Selected passage:
LONDON — A Frenchman who threw an ashtray and hit a young woman outside a Paris cafe after she confronted him for catcalling her has been fined and sentenced to six months in jail.
The man, identified only as Firas M., 25, was found guilty on Thursday of “aggravated violence with an object used as a weapon.” He will face another six months in prison if he reoffends within the next three years, a French court ruled.
He was also ordered to pay 2,000 euros, about $2,300, to the victim, Marie Laguerre, a 22-year-old engineering student, and is forbidden from contacting her.
Video footage of the encounter in July, which was posted on social media, was watched by millions around the world.
According to Ms. Laguerre’s account on Facebook of the confrontation, she was subjected to “dirty language” used “in a humiliating and provocative manner” by her attacker.
Although the assault had been shared widely as an extreme case of sexual harassment, prosecutors said there were insufficient grounds to charge him with that offense.
In the surveillance footage, he can be seen picking up an ashtray from a nearby cafe’s table and throwing it in the direction of Ms. Laguerre, before walking over to speak to her face to face. After a heated exchange, he hit her so hard that she struggled to remain upright.

Data supplied:
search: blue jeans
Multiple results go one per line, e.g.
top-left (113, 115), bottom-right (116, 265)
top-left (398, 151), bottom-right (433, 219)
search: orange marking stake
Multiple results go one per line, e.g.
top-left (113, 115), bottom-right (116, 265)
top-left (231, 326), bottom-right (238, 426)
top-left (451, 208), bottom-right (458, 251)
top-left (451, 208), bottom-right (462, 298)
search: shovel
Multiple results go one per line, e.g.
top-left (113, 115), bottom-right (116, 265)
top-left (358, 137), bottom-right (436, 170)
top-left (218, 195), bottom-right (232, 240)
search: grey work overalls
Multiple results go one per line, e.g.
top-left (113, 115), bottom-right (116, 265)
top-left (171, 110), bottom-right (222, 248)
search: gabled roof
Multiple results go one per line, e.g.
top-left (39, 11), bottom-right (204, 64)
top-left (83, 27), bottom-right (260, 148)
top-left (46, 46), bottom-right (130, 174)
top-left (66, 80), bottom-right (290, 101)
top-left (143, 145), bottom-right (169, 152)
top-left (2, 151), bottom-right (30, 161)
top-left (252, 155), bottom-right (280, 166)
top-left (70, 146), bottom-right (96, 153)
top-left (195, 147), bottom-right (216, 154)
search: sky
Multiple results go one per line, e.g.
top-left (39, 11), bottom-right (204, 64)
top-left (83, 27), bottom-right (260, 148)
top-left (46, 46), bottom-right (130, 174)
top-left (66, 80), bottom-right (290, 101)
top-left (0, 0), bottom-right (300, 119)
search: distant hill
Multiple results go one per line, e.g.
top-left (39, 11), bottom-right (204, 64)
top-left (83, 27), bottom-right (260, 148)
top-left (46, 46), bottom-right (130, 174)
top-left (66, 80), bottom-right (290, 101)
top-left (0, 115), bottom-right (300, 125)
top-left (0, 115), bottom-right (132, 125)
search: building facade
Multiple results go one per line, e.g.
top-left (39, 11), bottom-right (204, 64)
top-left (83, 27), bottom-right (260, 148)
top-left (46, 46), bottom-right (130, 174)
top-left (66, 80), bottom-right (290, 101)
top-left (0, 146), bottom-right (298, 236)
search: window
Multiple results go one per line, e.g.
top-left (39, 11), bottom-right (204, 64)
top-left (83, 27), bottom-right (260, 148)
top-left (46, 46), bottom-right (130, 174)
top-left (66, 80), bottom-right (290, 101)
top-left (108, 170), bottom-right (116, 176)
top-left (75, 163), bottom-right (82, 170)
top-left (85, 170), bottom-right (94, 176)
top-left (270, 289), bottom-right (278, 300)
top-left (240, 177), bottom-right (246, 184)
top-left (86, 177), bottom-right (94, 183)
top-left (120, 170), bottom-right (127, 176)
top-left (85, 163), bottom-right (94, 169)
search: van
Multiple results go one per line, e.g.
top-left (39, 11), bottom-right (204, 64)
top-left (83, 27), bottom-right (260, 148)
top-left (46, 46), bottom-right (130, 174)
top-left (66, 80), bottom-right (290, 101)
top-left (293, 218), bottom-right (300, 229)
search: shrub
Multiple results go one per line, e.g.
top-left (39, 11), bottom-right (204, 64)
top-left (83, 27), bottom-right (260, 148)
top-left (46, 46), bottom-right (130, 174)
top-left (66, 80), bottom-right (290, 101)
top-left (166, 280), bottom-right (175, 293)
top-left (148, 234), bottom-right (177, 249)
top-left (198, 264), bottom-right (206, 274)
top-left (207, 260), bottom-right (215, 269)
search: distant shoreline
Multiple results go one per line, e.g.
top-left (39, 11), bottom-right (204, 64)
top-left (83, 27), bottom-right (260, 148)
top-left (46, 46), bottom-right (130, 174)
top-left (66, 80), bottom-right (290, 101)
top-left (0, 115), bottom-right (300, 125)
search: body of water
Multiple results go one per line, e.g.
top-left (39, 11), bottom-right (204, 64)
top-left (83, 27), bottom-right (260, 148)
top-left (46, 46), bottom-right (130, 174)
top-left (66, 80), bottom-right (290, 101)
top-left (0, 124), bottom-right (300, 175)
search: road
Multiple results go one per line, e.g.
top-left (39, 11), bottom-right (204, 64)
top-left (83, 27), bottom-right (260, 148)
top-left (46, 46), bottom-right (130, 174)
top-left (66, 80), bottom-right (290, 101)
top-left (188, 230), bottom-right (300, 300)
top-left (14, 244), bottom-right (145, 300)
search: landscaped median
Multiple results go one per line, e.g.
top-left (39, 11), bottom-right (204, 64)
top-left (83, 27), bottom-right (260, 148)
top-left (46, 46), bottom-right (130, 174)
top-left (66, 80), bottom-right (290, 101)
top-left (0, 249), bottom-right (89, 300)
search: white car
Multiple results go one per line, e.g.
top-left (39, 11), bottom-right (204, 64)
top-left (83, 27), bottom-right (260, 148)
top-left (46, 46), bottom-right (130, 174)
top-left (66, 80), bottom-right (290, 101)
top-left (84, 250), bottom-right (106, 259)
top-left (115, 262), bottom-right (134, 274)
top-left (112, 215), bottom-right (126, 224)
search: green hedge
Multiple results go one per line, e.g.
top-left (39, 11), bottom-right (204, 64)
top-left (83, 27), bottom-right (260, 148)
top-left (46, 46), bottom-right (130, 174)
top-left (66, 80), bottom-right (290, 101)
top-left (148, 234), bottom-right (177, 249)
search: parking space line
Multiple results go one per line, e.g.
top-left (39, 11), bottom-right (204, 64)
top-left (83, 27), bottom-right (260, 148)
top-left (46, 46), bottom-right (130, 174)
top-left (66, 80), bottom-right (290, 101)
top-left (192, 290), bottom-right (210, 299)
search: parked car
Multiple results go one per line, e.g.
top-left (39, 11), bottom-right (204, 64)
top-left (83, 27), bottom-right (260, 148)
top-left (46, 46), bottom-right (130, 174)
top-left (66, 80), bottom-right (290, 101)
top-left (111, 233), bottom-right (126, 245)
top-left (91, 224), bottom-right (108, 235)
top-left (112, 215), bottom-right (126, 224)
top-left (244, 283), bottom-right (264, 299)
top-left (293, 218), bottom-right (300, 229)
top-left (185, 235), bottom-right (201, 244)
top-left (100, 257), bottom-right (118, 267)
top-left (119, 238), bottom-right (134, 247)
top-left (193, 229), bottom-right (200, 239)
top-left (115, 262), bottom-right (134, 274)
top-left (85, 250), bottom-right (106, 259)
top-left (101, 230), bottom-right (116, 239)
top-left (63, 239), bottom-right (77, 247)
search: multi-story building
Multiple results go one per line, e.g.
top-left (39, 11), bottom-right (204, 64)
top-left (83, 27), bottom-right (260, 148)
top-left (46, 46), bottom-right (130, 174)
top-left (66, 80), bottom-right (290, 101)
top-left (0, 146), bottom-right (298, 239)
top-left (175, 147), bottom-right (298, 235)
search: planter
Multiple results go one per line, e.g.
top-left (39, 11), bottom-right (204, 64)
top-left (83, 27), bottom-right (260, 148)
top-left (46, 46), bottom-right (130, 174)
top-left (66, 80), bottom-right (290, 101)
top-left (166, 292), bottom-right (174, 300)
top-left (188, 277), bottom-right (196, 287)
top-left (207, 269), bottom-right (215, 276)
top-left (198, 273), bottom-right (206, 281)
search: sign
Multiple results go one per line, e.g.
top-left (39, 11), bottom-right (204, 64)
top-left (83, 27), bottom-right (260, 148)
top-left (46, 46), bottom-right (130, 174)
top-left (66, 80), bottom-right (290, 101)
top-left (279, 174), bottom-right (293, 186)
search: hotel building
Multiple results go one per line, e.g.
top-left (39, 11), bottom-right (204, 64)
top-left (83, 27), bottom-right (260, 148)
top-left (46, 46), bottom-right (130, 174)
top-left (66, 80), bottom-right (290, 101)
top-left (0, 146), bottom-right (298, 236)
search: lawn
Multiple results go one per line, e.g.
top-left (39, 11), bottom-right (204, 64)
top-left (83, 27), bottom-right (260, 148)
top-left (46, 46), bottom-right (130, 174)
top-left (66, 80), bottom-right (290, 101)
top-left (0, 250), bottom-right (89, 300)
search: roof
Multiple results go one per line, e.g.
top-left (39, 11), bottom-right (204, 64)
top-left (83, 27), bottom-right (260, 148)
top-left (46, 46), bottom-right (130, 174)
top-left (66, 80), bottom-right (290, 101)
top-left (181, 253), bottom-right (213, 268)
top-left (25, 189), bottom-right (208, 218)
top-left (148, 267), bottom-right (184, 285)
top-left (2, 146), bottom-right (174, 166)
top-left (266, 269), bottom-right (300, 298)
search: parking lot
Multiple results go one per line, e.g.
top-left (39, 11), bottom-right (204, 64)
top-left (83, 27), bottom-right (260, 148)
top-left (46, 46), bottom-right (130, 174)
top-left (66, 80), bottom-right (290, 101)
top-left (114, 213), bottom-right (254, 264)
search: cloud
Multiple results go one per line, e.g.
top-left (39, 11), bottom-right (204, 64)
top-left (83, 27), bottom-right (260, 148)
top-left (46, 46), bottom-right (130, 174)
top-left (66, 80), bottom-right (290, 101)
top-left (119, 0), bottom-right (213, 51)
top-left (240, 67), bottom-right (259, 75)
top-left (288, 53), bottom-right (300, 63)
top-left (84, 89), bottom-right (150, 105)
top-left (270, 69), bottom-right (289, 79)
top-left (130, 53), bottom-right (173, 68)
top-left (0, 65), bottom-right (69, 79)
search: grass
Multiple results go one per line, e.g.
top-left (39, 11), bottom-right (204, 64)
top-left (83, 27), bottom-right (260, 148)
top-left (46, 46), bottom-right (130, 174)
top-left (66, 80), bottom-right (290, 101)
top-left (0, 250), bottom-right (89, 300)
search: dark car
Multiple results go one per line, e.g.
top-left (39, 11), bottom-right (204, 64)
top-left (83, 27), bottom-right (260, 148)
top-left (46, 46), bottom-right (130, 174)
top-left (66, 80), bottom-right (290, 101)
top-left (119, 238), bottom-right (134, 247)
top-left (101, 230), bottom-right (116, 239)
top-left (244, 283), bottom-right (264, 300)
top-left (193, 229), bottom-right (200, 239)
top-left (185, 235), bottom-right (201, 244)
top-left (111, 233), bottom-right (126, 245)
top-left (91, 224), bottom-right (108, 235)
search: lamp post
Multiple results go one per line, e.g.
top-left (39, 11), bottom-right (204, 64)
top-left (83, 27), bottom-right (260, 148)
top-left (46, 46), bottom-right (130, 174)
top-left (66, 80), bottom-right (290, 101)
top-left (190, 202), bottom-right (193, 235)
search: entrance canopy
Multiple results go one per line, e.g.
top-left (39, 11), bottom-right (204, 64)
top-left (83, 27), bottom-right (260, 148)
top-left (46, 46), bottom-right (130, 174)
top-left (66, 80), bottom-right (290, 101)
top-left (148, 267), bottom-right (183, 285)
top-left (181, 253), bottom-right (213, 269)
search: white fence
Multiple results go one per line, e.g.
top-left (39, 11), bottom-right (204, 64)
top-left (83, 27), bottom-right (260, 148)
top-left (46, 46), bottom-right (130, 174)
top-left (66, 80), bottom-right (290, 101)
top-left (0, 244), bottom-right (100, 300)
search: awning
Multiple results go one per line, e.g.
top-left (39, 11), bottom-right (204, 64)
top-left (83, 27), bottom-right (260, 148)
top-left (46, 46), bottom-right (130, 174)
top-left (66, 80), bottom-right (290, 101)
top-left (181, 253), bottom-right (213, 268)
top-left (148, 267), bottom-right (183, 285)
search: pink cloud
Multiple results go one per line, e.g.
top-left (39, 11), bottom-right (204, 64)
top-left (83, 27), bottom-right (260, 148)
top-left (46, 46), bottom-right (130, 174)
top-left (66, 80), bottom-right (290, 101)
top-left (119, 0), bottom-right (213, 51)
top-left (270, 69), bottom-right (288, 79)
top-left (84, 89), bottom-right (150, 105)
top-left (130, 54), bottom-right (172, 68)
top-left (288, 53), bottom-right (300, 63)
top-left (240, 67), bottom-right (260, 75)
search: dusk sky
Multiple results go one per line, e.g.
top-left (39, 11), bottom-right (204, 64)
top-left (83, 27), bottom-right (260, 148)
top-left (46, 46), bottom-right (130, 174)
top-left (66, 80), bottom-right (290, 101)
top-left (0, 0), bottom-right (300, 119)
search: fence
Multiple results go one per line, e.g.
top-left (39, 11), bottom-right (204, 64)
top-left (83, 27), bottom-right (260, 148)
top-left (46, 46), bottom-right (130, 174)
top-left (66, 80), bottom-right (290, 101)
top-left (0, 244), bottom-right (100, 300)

Given request:
Starting at the words "Although the assault" and stopping after "to remain upright.", write out the cafe assault report again with "security camera" substituted for "surveillance". Draw only on the cafe assault report.

Task answer:
Although the assault had been shared widely as an extreme case of sexual harassment, prosecutors said there were insufficient grounds to charge him with that offense.
In the security camera footage, he can be seen picking up an ashtray from a nearby cafe’s table and throwing it in the direction of Ms. Laguerre, before walking over to speak to her face to face. After a heated exchange, he hit her so hard that she struggled to remain upright.